- Exercise goal
The response must consist of the records below, copied exactly.

Dataset excerpts
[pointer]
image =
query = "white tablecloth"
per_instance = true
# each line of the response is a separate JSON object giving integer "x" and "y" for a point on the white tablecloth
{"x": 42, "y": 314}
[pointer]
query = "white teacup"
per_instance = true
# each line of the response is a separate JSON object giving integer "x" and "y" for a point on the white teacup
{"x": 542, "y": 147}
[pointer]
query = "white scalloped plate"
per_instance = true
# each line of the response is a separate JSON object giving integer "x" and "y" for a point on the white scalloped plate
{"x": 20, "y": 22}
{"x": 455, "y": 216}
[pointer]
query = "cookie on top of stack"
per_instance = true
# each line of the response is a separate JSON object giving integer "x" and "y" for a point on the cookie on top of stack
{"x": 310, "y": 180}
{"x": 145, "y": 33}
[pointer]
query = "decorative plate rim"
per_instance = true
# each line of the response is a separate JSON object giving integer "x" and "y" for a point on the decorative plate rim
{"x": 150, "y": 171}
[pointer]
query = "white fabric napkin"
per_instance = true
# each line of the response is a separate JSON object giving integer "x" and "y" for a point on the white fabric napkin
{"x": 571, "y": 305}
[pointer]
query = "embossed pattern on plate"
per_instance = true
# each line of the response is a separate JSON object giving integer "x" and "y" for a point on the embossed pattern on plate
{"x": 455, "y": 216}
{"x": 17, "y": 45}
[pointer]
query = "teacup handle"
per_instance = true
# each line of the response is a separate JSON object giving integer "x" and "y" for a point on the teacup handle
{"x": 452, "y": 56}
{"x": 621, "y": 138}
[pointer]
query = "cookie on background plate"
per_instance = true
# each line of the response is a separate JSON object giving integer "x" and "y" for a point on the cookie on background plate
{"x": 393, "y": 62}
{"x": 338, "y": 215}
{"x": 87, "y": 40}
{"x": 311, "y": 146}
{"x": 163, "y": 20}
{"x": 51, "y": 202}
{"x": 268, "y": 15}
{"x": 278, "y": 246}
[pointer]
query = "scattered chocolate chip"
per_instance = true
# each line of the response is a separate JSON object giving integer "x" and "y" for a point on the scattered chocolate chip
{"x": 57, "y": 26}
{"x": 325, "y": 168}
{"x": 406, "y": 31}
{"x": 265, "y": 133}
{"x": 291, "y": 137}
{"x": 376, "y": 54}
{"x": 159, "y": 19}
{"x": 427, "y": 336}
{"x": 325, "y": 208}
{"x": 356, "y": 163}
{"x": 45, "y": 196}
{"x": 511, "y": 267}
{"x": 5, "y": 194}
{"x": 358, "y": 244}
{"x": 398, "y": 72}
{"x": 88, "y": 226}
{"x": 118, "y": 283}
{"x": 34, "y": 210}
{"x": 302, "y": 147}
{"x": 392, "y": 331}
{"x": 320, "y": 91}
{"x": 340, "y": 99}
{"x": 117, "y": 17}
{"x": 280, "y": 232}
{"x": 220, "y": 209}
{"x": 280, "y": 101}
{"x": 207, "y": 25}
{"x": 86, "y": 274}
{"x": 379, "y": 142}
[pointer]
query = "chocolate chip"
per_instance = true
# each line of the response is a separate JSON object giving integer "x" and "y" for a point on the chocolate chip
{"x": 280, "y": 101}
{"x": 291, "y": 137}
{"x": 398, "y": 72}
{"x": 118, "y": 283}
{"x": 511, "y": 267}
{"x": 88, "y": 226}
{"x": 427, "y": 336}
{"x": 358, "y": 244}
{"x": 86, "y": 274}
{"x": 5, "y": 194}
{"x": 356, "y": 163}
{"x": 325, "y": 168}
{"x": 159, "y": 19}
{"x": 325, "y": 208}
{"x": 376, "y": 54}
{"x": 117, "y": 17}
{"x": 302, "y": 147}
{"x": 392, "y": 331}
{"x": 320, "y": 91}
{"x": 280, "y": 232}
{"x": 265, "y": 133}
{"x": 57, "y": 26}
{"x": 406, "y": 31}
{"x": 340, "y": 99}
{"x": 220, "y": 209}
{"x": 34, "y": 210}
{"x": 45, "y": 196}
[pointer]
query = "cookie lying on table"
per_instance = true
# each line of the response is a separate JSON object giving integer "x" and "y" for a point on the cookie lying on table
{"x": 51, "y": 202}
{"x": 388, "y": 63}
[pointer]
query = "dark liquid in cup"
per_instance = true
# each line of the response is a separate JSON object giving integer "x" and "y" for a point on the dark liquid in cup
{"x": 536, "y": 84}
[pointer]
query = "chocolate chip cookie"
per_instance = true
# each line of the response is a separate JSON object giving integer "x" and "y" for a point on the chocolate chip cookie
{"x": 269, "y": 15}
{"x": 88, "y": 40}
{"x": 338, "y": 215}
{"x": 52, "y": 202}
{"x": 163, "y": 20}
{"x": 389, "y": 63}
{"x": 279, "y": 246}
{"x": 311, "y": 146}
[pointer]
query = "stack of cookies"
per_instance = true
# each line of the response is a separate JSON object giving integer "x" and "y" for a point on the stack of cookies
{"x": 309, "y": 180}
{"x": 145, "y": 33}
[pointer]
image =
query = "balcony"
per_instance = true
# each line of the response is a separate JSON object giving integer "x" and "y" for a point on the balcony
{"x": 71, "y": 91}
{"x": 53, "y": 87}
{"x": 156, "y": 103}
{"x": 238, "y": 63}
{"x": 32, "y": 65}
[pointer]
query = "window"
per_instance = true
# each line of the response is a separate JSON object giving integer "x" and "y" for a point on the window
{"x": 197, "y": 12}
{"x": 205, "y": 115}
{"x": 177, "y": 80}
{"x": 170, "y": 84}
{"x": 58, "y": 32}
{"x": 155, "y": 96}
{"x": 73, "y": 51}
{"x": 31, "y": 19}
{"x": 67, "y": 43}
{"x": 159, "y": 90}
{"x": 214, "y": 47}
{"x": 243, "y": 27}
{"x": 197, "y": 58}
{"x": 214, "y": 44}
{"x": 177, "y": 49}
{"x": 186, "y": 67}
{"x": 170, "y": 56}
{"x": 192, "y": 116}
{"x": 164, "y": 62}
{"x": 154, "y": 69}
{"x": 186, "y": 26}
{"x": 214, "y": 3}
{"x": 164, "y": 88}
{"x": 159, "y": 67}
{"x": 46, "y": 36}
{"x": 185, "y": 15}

- Solved exercise
[pointer]
image =
query = "white tablecloth"
per_instance = true
# each line of the response is a separate JSON object giving integer "x" and "y" for a point on the white tablecloth
{"x": 42, "y": 314}
[pointer]
query = "white teacup"
per_instance = true
# each line of the response is a separate JSON object giving integer "x" and "y" for a point on the white teacup
{"x": 542, "y": 147}
[pointer]
query = "white scalloped plate"
per_instance = true
# each line of the response is a separate JSON object giving integer "x" and "y" for a point on the white scalloped plate
{"x": 20, "y": 22}
{"x": 455, "y": 216}
[pointer]
query = "cookie on top of stack"
per_instance = true
# each line of the response is a separate JSON object giving integer "x" and "y" for a point on the cookie on top of stack
{"x": 310, "y": 180}
{"x": 145, "y": 33}
[pointer]
query = "decorative plate rim"
per_instance = true
# each line of the response is a separate JSON object giving integer "x" and "y" for a point on the decorative plate rim
{"x": 150, "y": 171}
[pointer]
query = "white fabric napkin"
per_instance = true
# each line of the response is a separate JSON object giving integer "x" and "y" for a point on the white fabric napkin
{"x": 571, "y": 305}
[pointer]
query = "embossed pattern on plate"
per_instance = true
# each line of the response is a separate JSON object giving integer "x" and "y" for a point on the embossed pattern on plate
{"x": 455, "y": 216}
{"x": 17, "y": 45}
[pointer]
query = "teacup handle"
per_instance = true
# each line of the response is a separate JSON object giving integer "x" and "y" for a point on the teacup handle
{"x": 452, "y": 56}
{"x": 621, "y": 138}
[pointer]
query = "cookie on background plate"
per_instance = true
# each line of the response is a separate JSON object giving integer "x" and "y" for a point on the cookie on background plate
{"x": 393, "y": 62}
{"x": 338, "y": 215}
{"x": 87, "y": 40}
{"x": 311, "y": 146}
{"x": 163, "y": 20}
{"x": 51, "y": 202}
{"x": 268, "y": 15}
{"x": 278, "y": 246}
[pointer]
query = "scattered chocolate chip"
per_instance = true
# each line of the response is a separate JSON object giving integer "x" and "y" for a point on the scattered chocolate chip
{"x": 57, "y": 26}
{"x": 325, "y": 168}
{"x": 406, "y": 31}
{"x": 265, "y": 133}
{"x": 291, "y": 137}
{"x": 376, "y": 54}
{"x": 159, "y": 19}
{"x": 427, "y": 336}
{"x": 325, "y": 208}
{"x": 356, "y": 163}
{"x": 45, "y": 196}
{"x": 511, "y": 267}
{"x": 5, "y": 194}
{"x": 358, "y": 244}
{"x": 398, "y": 72}
{"x": 88, "y": 226}
{"x": 118, "y": 283}
{"x": 34, "y": 210}
{"x": 302, "y": 147}
{"x": 392, "y": 331}
{"x": 320, "y": 91}
{"x": 340, "y": 99}
{"x": 117, "y": 17}
{"x": 280, "y": 232}
{"x": 220, "y": 209}
{"x": 280, "y": 101}
{"x": 207, "y": 25}
{"x": 86, "y": 274}
{"x": 379, "y": 142}
[pointer]
query = "chocolate chip"
per_instance = true
# each line of the response is a separate JSON object giving integer "x" and "y" for a point on the chocolate chip
{"x": 280, "y": 101}
{"x": 291, "y": 137}
{"x": 398, "y": 72}
{"x": 118, "y": 283}
{"x": 511, "y": 267}
{"x": 88, "y": 226}
{"x": 427, "y": 336}
{"x": 358, "y": 244}
{"x": 86, "y": 274}
{"x": 5, "y": 194}
{"x": 356, "y": 163}
{"x": 325, "y": 168}
{"x": 159, "y": 19}
{"x": 325, "y": 208}
{"x": 376, "y": 54}
{"x": 117, "y": 17}
{"x": 302, "y": 147}
{"x": 392, "y": 331}
{"x": 320, "y": 91}
{"x": 280, "y": 232}
{"x": 265, "y": 133}
{"x": 57, "y": 26}
{"x": 406, "y": 31}
{"x": 340, "y": 99}
{"x": 220, "y": 209}
{"x": 34, "y": 210}
{"x": 45, "y": 196}
[pointer]
query = "cookie lying on table"
per_instance = true
# each line of the response is a separate JSON object giving integer "x" and "y" for a point on the cookie lying on table
{"x": 51, "y": 202}
{"x": 388, "y": 63}
[pointer]
query = "dark liquid in cup"
per_instance = true
# each line of the response is a separate JSON object giving integer "x" and "y" for a point on the dark liquid in cup
{"x": 536, "y": 84}
[pointer]
query = "chocolate chip cookie"
per_instance = true
# each line of the response is a separate JSON object giving integer "x" and "y" for a point on the chocolate chip cookie
{"x": 269, "y": 15}
{"x": 88, "y": 40}
{"x": 338, "y": 215}
{"x": 52, "y": 202}
{"x": 163, "y": 20}
{"x": 389, "y": 63}
{"x": 279, "y": 246}
{"x": 311, "y": 146}
[pointer]
query = "stack of cookies"
per_instance = true
# each line of the response is a separate JSON object giving integer "x" and "y" for a point on the stack of cookies
{"x": 309, "y": 180}
{"x": 145, "y": 33}
[pointer]
image =
query = "balcony"
per_instance = true
# each line of the response is a separate JSON object giving integer "x" and "y" for a point on the balcony
{"x": 71, "y": 91}
{"x": 53, "y": 87}
{"x": 156, "y": 103}
{"x": 238, "y": 63}
{"x": 32, "y": 65}
[pointer]
query = "window"
per_instance = true
# each line of the response is a separate JSON object giving integer "x" and "y" for a point on the window
{"x": 197, "y": 12}
{"x": 205, "y": 115}
{"x": 177, "y": 80}
{"x": 170, "y": 84}
{"x": 58, "y": 32}
{"x": 155, "y": 96}
{"x": 73, "y": 51}
{"x": 31, "y": 19}
{"x": 67, "y": 43}
{"x": 159, "y": 90}
{"x": 214, "y": 47}
{"x": 243, "y": 27}
{"x": 197, "y": 58}
{"x": 214, "y": 44}
{"x": 177, "y": 49}
{"x": 186, "y": 67}
{"x": 170, "y": 56}
{"x": 192, "y": 116}
{"x": 164, "y": 62}
{"x": 154, "y": 69}
{"x": 186, "y": 26}
{"x": 214, "y": 3}
{"x": 164, "y": 88}
{"x": 159, "y": 67}
{"x": 46, "y": 36}
{"x": 185, "y": 15}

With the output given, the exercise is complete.